(Data listing)
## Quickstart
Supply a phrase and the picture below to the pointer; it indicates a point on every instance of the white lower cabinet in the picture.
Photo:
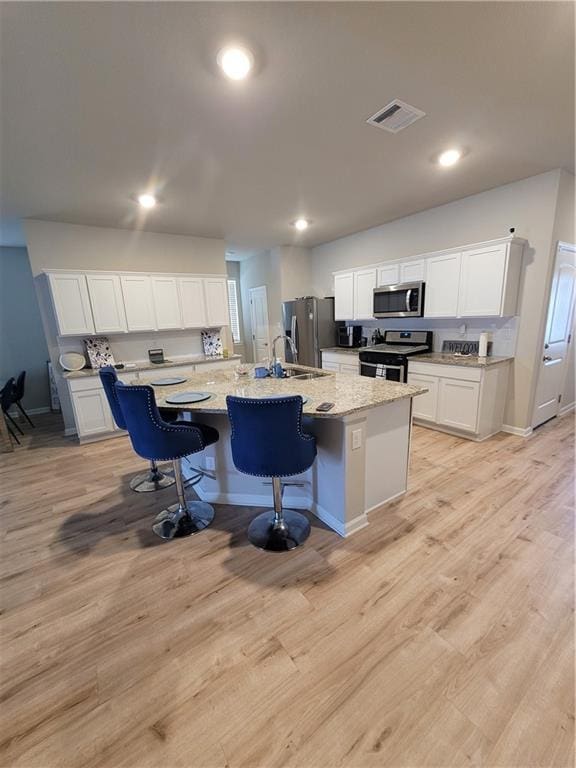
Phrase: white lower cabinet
(462, 400)
(340, 362)
(425, 406)
(91, 410)
(458, 404)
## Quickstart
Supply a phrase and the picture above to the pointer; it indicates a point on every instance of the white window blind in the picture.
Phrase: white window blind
(233, 311)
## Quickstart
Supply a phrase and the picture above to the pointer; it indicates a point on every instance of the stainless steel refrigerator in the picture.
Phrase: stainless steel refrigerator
(309, 322)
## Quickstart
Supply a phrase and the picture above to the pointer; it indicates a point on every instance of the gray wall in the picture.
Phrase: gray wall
(22, 342)
(528, 205)
(233, 269)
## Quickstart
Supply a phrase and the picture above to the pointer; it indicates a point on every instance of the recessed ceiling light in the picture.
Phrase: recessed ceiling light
(146, 201)
(450, 157)
(236, 62)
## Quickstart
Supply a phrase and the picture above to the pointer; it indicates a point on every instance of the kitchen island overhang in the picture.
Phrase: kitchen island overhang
(363, 443)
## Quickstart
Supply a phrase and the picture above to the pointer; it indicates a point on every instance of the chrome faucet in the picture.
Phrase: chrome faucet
(276, 359)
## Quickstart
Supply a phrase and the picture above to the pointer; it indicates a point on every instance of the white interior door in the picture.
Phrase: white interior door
(557, 337)
(259, 321)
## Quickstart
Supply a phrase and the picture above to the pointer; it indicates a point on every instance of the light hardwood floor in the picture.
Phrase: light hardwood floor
(441, 635)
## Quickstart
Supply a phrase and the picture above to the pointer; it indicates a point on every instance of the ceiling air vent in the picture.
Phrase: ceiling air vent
(396, 116)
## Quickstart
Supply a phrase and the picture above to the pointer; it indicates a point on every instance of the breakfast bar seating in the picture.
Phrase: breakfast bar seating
(159, 440)
(282, 451)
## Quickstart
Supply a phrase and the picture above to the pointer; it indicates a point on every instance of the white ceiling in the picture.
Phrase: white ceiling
(101, 99)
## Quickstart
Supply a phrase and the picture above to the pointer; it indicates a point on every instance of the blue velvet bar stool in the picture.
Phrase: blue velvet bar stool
(154, 479)
(159, 440)
(267, 441)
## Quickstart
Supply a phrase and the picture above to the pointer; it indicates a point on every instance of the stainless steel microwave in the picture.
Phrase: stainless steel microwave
(401, 300)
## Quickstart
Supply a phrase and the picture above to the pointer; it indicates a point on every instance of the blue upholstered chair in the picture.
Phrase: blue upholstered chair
(267, 441)
(155, 439)
(154, 479)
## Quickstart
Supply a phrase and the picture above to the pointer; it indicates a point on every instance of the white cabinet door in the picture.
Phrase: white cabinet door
(92, 412)
(344, 296)
(216, 293)
(482, 281)
(389, 274)
(458, 404)
(107, 303)
(166, 302)
(413, 271)
(71, 304)
(193, 302)
(425, 406)
(442, 285)
(364, 284)
(138, 303)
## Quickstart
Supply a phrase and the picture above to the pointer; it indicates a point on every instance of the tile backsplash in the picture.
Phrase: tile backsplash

__Work to do__. Please transcribe the material above exactly as written. Leave the pictures out.

__Response for this exercise__.
## Quickstart
Supply a phrase and the picture below to the pointer; it indicates a point on every instance of the white lower cabinet in the picture.
Photo:
Phrase: white lower cabinet
(462, 400)
(340, 362)
(425, 406)
(91, 410)
(458, 404)
## Quickstart
Supply a phrase and the picture above to the pointer; it indicates a point on every instance of the white window blind in the picture.
Phrase: white window blind
(233, 311)
## Quickstart
Supply a phrase and the picture above to the pointer; it indicates a point on every instance of the stainless steel refrigerator in the picture.
Phrase: stainless steel refrigerator
(309, 322)
## Quickstart
Supply a phrase and the picture above to the pointer; it indicates a point on every instance of the gray wall in the picture.
Phrase: gray wall
(22, 342)
(528, 205)
(233, 269)
## Quickstart
Supply a phrase and the picture above to the pointer; it indicates a point on every instance of the recessed ceiling light in the picture.
Phrase: recessed ceiling light
(146, 201)
(450, 157)
(236, 62)
## Quickstart
Supply a phrase and the picture above to the pointer; it indicates a point on every instance of the kitchen island overhang in the picture.
Phrase: kitchen island overhang
(363, 443)
## Quickstart
Supply a phrase and the picture above to the pointer; it indicates a point on every instance of the chrome faucet in the picture.
Phrase: chrome faucet
(276, 359)
## Quickstart
Supply a phrase and the picture above to the pointer; it indicates a point on every instance of the white interior door in the picture.
Phrase: white interior door
(557, 337)
(259, 321)
## Quickstart
Supply a phrase and the picture above to the pointer; it indicates a point on every instance of the light hardwood floor in the picture.
Phrase: light hardwood floor
(441, 635)
## Quickstart
Supply a phrase and the picture above to the pointer; it indicates a point on every instance of the ceiling air vent in the picture.
Phrase: ceiling air vent
(396, 116)
## Quickstart
Supply a phrase and the picture above to the pointer; it indicates a point on every instance of the breakfast bar seating in the picture.
Phrase: breakfast bar seating
(159, 440)
(282, 451)
## Quickstart
Supply a phrase and the picture above to the pointer; it indicates a point on every instance of the white ceiling in the picture.
Phrase: white ceiling
(101, 99)
## Quickstart
Supply a phrase and the picture above to the pointer; it indicates a point on every instance of the blue velvet bar stool in the picture.
Phrase: blue velvet bar stool
(154, 479)
(159, 440)
(267, 441)
## Quickstart
Supply a phrase and the picture above to the pointer; it indicates a point on every instance of the stainless steel microwave in the picture.
Phrase: stainless steel microwave
(401, 300)
## Quickstart
Supply a phrase and the picture above to the pointer; it indicates a point on every instance of the blue upholstered chair in the picture.
Phrase: blue upholstered chair
(267, 441)
(155, 439)
(154, 479)
## Quickstart
Supply a phrase and the picture above to the pointer; it indicates a point on every instance of the white cabinet door in the picture.
Phrase: white cabinet door
(92, 412)
(344, 296)
(216, 293)
(482, 281)
(389, 274)
(458, 404)
(107, 303)
(166, 302)
(413, 271)
(71, 304)
(193, 302)
(425, 406)
(442, 285)
(364, 284)
(138, 303)
## Quickstart
Supply a phrase and the picture above to the pointer; it indicates a point on every instance of the tile backsplash in the picture.
Phrase: tile backsplash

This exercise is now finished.